> [DIRECTIONS]:
Go through the records and extract every line with the word "Target".

> [ENTRIES PROVIDED]:
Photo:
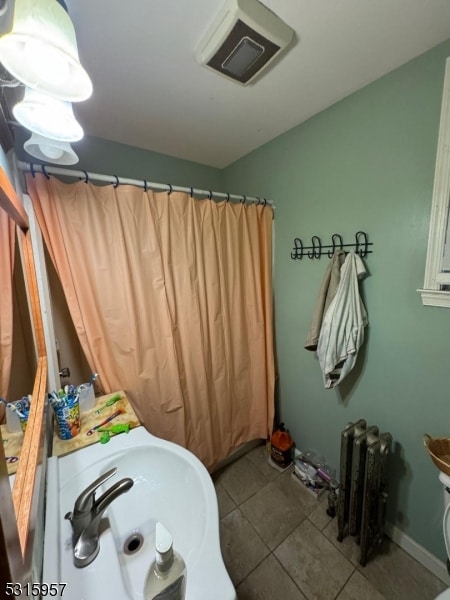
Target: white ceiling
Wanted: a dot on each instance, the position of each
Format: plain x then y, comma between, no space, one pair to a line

---

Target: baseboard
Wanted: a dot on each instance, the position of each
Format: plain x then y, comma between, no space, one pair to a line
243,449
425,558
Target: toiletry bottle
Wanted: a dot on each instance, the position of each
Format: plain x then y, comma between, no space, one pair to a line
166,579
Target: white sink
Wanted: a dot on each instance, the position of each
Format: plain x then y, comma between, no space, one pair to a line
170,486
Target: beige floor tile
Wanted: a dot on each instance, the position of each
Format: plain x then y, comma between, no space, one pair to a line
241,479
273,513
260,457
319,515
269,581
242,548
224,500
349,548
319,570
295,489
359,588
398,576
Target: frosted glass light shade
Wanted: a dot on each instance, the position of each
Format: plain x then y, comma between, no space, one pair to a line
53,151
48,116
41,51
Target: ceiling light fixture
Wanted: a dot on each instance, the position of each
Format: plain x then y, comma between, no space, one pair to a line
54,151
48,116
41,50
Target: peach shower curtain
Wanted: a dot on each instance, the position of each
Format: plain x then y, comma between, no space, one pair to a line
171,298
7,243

> [SOLUTION]:
Target: white ceiling
Target: baseboard
Target: toiletry bottle
Target: white sink
Target: beige floor tile
Target: frosted glass light shade
Target: ceiling light fixture
Target: peach shower curtain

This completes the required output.